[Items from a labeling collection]
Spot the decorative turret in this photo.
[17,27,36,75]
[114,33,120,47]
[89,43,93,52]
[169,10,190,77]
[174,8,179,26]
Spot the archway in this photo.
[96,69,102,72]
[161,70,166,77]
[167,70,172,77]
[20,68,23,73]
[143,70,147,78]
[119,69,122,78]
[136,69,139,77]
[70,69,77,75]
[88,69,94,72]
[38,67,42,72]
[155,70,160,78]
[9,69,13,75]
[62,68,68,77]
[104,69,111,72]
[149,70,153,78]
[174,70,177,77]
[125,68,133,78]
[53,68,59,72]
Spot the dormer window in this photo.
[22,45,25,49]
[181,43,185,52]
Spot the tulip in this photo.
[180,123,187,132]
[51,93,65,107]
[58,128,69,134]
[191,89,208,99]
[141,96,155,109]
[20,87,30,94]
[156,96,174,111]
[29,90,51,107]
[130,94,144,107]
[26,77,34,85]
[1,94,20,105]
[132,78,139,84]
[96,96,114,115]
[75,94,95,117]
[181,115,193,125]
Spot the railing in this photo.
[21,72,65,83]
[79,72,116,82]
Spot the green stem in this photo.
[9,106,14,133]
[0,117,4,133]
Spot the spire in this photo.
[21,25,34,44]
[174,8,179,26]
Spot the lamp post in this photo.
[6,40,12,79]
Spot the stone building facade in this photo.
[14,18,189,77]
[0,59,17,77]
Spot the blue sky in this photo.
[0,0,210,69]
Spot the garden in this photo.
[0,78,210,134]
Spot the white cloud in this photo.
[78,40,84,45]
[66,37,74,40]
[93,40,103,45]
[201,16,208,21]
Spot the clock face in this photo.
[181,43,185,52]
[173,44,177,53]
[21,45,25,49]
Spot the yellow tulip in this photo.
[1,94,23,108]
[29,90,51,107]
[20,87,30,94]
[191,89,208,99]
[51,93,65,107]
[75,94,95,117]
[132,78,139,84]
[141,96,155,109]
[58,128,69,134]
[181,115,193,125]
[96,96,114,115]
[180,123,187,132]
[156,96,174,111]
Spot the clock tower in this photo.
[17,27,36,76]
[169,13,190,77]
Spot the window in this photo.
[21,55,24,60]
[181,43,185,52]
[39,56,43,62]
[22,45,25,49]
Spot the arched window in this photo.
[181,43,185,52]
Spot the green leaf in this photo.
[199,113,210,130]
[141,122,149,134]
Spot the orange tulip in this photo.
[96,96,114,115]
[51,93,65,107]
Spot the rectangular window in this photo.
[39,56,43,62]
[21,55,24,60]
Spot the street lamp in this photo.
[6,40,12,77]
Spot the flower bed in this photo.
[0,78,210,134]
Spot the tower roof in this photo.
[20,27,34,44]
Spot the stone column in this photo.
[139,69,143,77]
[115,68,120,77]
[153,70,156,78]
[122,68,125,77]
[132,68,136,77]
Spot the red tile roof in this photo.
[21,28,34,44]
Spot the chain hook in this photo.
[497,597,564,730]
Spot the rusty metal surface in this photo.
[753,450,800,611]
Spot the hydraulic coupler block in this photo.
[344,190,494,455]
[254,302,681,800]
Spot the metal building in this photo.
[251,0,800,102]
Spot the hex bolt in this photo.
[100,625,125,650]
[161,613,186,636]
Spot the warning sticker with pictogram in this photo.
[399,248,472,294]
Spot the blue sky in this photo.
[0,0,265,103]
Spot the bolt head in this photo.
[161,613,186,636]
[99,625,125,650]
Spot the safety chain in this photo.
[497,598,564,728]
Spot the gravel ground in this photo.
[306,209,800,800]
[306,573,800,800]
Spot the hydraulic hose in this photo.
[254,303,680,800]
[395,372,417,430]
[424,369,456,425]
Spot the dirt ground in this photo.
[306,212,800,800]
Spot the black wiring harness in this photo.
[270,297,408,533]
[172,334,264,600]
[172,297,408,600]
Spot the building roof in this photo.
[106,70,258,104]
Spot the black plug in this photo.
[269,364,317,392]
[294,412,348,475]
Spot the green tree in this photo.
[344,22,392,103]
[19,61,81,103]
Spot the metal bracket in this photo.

▸ YOUR GOAL
Put every line of the material above into a JSON array of strings, one string per line, skipping blank lines.

▸ FULL SOLUTION
[
  "Spot the decorative turret in this photo.",
  "[17,27,36,75]",
  "[114,33,120,47]",
  "[89,43,93,52]",
  "[169,10,190,77]",
  "[174,8,179,26]",
  "Spot the archway in this photo.",
  "[96,69,102,72]",
  "[161,70,166,77]",
  "[167,70,172,77]",
  "[20,68,23,73]",
  "[143,70,147,78]",
  "[119,69,122,78]",
  "[136,69,139,77]",
  "[70,69,77,75]",
  "[88,69,94,72]",
  "[38,67,42,72]",
  "[155,70,160,78]",
  "[9,69,13,75]",
  "[62,68,68,77]",
  "[104,69,111,72]",
  "[149,70,153,78]",
  "[174,70,177,77]",
  "[125,68,133,78]",
  "[53,68,59,72]",
  "Spot the dormer window in this photo.",
  "[22,45,25,49]",
  "[181,43,185,52]",
  "Spot the tulip in this photo.",
  "[180,123,187,132]",
  "[51,93,65,107]",
  "[58,128,69,134]",
  "[191,89,208,99]",
  "[141,96,155,109]",
  "[20,87,30,94]",
  "[156,96,174,111]",
  "[29,90,51,107]",
  "[130,94,144,107]",
  "[26,77,34,85]",
  "[1,94,20,105]",
  "[132,78,139,84]",
  "[96,96,114,115]",
  "[75,94,95,117]",
  "[181,115,193,125]",
  "Spot the railing in this photo.",
  "[21,72,65,83]",
  "[79,72,116,82]",
  "Spot the green stem in this photo.",
  "[9,106,14,133]",
  "[0,117,4,133]",
  "Spot the spire in this photo.",
  "[21,25,34,44]",
  "[174,8,179,26]",
  "Spot the lamp post in this photo.",
  "[6,40,12,79]",
  "Spot the stone building facade in this photo.",
  "[14,18,189,77]",
  "[0,59,17,77]",
  "Spot the blue sky in this photo.",
  "[0,0,210,69]",
  "Spot the garden in this photo.",
  "[0,78,210,134]",
  "Spot the white cloud in this photo.",
  "[78,40,84,45]",
  "[66,37,74,40]",
  "[93,40,103,45]",
  "[201,16,208,21]",
  "Spot the clock face in this photo.",
  "[181,43,185,52]",
  "[173,44,177,53]",
  "[21,45,25,49]",
  "Spot the yellow tulip in this photo.",
  "[1,94,23,108]",
  "[29,90,51,107]",
  "[20,87,30,94]",
  "[191,89,208,99]",
  "[51,93,65,107]",
  "[75,94,95,117]",
  "[132,78,139,84]",
  "[141,96,155,109]",
  "[58,128,69,134]",
  "[181,115,193,125]",
  "[96,96,114,115]",
  "[180,123,187,132]",
  "[156,96,174,111]",
  "Spot the clock tower in this photo.",
  "[17,27,36,76]",
  "[169,13,190,77]",
  "Spot the window in this photo.",
  "[21,55,24,60]",
  "[181,43,185,52]",
  "[39,56,43,62]",
  "[22,45,25,49]",
  "Spot the arched window in this photo.",
  "[181,43,185,52]",
  "Spot the green leaf in this photo.",
  "[199,113,210,130]",
  "[141,122,149,134]",
  "Spot the orange tulip in this photo.",
  "[96,96,114,115]",
  "[51,93,65,107]",
  "Spot the rectangular window in this photo.",
  "[39,56,43,62]",
  "[21,55,24,60]",
  "Spot the street lamp in this photo.",
  "[6,40,12,77]",
  "Spot the flower bed in this photo.",
  "[0,78,210,134]",
  "Spot the tower roof in this photo.",
  "[20,27,34,44]",
  "Spot the stone column in this photo.",
  "[139,69,143,77]",
  "[115,68,120,77]",
  "[153,70,156,78]",
  "[122,68,125,77]",
  "[132,68,136,77]",
  "Spot the red tile roof in this photo.",
  "[21,28,34,44]",
  "Spot the chain hook in this photo.",
  "[497,597,564,730]",
  "Spot the rusty metal surface in this photo.",
  "[753,450,800,611]",
  "Spot the hydraulic coupler block in this photo.",
  "[344,190,494,455]",
  "[254,302,681,800]",
  "Spot the metal building in this photo.",
  "[251,0,800,102]",
  "Spot the hex bolt in this photo.",
  "[100,625,125,650]",
  "[161,613,186,636]",
  "Spot the warning sticker with pictogram in this photo.",
  "[399,248,472,294]",
  "Spot the blue sky in this photo.",
  "[0,0,265,103]",
  "Spot the bolt head in this photo.",
  "[161,613,186,636]",
  "[99,625,125,650]",
  "Spot the safety chain in this photo.",
  "[497,598,564,728]",
  "Spot the gravel ground in this photo.",
  "[306,209,800,800]",
  "[306,573,800,800]",
  "Spot the hydraulic hose in this photo.",
  "[254,303,680,800]",
  "[395,372,417,430]",
  "[424,369,456,425]",
  "Spot the dirt ground in this photo.",
  "[306,212,800,800]",
  "Spot the black wiring harness in this photo.",
  "[270,297,408,533]",
  "[172,334,264,600]",
  "[172,297,408,600]",
  "Spot the building roof in this photo.",
  "[106,70,258,104]",
  "Spot the black plug in this photo.",
  "[269,364,317,392]",
  "[294,412,348,475]",
  "Spot the green tree in this photo.",
  "[344,22,392,103]",
  "[19,61,81,103]",
  "Spot the metal bracket in this photo."
]